Estratto:
* * * * *
Da Yuebinlou una delle due sale è abbastanza affollata però, è uno dei pochi a godere di buona sorte oggi. Mentre festeggio il mio personalissimo capodanno con gnocchi con carne essiccata fatta in casa, la mia cameriera mi informa di ciò che anche non manca mai dalla tavola delle feste: il pesce, soprattutto carpa e pesce gatto. Le preparazioni tradizionali variano regionalmente, ma è sempre servito intero, a rinforzare l’opulenza e la prosperità di cui è simbolo. E poi gli spaghetti della longevità Chángshòu Miàn, che più lunghi sono e maggiore sarà lunga la vita.
Via Sarpi non è solo Cina autentica, tradizioni puriste e casalinghe. È il cuore della comunità cinese a Milano, e dalla cultura meneghina prende, oltre che dare. Ad esempio, da Bokok non va in scena il teatrino stereotipato della trattoria tipica: è uno spazio smart e di design. È un luogo di cibo e di lettura, un ristorante e una libreria. Non c’e quasi nessuno neanche qui.
Il menu è eclettico, tra pietanze rassicuranti e sperimentazioni che guardano avanti. Come in molti altri ristoranti in giro per la città, anche qui lo chef propone creazioni su misura per l’anno del topo: un bao (il caratteristico panino al vapore) con patate viola, colore di buon auspicio, e uno con spalla di maiale marinata con soia, miele e zenzero e coperto di polvere d’oro. Sia l’oro che il cibarsi di maiale sono simboli di ricchezza.
* * * * *
(Dati per l'etichettatura di punti su fotografie)
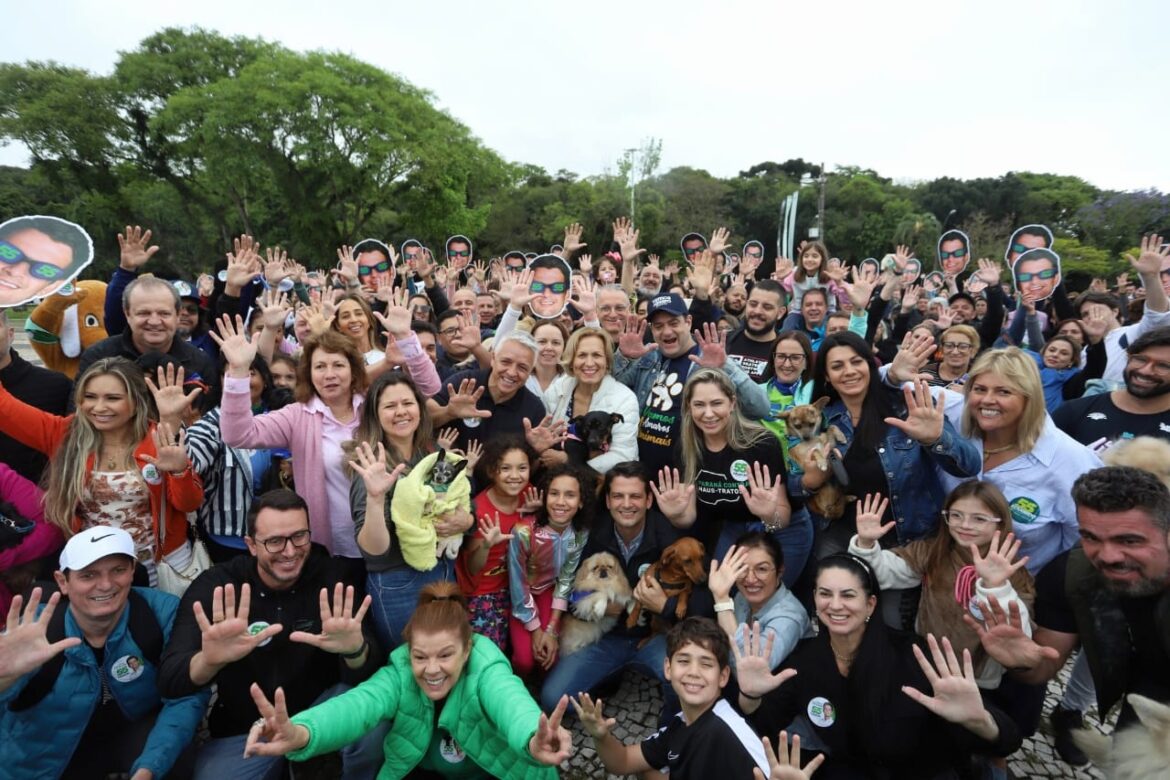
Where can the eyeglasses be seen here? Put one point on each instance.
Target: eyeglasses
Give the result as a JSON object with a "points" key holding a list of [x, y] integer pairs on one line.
{"points": [[958, 518], [12, 254], [276, 544], [366, 270], [1156, 366]]}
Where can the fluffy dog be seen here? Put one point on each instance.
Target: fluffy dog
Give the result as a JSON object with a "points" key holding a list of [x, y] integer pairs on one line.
{"points": [[678, 571], [599, 582], [814, 448], [1136, 752]]}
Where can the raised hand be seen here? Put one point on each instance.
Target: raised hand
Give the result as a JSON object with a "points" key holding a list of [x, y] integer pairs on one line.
{"points": [[225, 636], [552, 744], [170, 401], [461, 402], [341, 627], [722, 578], [869, 525], [370, 463], [711, 347], [273, 733], [590, 712], [133, 248], [956, 697], [170, 449], [752, 668], [1153, 255], [572, 242], [999, 564], [673, 496], [489, 529], [786, 766], [23, 643], [234, 345], [923, 415], [631, 343]]}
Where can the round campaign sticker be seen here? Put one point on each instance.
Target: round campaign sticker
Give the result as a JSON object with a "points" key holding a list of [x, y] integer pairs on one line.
{"points": [[821, 712], [128, 668], [256, 627]]}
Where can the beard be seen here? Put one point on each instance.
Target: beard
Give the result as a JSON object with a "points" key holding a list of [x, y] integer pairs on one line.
{"points": [[1156, 391]]}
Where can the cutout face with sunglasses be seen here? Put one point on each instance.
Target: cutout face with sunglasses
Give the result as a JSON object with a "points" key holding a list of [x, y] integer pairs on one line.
{"points": [[32, 264], [1037, 274]]}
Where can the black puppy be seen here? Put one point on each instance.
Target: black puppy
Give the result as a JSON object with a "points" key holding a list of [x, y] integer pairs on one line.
{"points": [[592, 434]]}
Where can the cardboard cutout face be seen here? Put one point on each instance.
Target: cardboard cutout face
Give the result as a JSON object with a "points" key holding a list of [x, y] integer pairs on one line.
{"points": [[1037, 274], [1030, 236], [954, 253], [551, 277], [39, 255]]}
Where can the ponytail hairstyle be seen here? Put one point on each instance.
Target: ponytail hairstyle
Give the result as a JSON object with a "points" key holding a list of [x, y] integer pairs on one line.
{"points": [[442, 607]]}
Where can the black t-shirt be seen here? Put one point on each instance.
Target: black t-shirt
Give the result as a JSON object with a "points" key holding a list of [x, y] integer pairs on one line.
{"points": [[720, 744], [754, 357], [717, 497], [658, 429], [1093, 418]]}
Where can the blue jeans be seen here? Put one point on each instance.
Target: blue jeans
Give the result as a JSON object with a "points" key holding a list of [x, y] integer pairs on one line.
{"points": [[796, 540], [596, 663], [224, 758], [396, 594]]}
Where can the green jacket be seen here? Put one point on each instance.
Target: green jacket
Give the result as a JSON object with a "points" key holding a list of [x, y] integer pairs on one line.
{"points": [[489, 713]]}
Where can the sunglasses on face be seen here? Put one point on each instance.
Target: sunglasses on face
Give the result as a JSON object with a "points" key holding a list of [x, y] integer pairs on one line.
{"points": [[366, 270], [11, 255], [1046, 274]]}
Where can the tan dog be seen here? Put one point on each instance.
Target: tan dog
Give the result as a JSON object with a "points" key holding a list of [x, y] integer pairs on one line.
{"points": [[600, 582], [804, 422], [678, 571]]}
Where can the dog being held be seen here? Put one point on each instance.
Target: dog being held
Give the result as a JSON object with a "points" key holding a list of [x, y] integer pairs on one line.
{"points": [[804, 422], [592, 434], [599, 582], [1136, 752], [678, 571]]}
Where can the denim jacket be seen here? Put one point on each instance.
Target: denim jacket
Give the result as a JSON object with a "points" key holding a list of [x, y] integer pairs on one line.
{"points": [[915, 489]]}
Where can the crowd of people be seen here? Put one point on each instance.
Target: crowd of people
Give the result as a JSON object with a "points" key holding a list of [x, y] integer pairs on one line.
{"points": [[410, 516]]}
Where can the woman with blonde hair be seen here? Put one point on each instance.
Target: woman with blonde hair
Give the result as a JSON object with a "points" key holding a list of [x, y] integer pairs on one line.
{"points": [[1023, 453], [587, 385], [111, 464], [733, 476]]}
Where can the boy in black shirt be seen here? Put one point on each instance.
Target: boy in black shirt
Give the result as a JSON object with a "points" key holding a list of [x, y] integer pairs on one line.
{"points": [[708, 738]]}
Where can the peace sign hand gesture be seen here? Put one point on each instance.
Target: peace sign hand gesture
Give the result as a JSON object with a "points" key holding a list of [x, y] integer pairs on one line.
{"points": [[924, 418], [997, 567], [869, 525]]}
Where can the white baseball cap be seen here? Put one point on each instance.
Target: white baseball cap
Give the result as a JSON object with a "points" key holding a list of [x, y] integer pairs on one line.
{"points": [[94, 544]]}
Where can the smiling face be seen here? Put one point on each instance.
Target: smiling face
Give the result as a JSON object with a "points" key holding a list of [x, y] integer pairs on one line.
{"points": [[847, 372], [107, 404], [100, 591], [841, 602], [1128, 549], [436, 661], [995, 405], [331, 377]]}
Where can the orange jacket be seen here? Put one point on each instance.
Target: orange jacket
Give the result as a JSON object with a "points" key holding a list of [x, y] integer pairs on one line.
{"points": [[171, 497]]}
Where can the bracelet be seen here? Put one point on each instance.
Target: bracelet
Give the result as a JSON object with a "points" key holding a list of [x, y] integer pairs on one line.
{"points": [[357, 654]]}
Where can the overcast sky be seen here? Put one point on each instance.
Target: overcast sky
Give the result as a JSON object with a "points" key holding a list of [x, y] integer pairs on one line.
{"points": [[914, 90]]}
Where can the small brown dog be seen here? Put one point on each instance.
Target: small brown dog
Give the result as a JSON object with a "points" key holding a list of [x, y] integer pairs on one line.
{"points": [[804, 422], [678, 571]]}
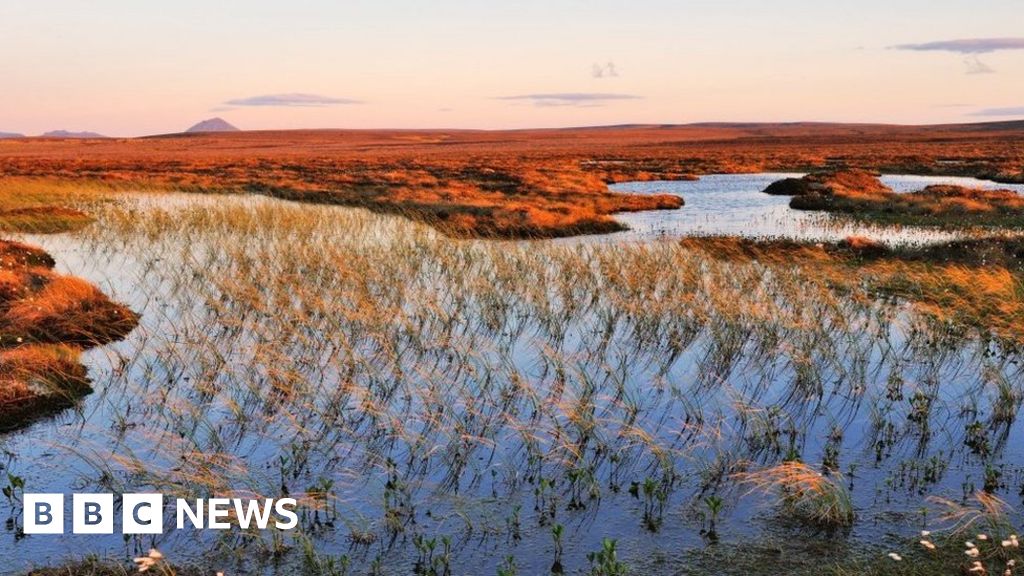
* * * * *
Consegna e requisiti: Trascrivi dal testo su via Sarpi il brano che inizia con "Il menu è eclettico, tra" e prosegue fino a "simboli di ricchezza.". I record non sono necessari per lo svolgimento.

Esercizio svolto:
Il menu è eclettico, tra pietanze rassicuranti e sperimentazioni che guardano avanti. Come in molti altri ristoranti in giro per la città, anche qui lo chef propone creazioni su misura per l’anno del topo: un bao (il caratteristico panino al vapore) con patate viola, colore di buon auspicio, e uno con spalla di maiale marinata con soia, miele e zenzero e coperto di polvere d’oro. Sia l’oro che il cibarsi di maiale sono simboli di ricchezza.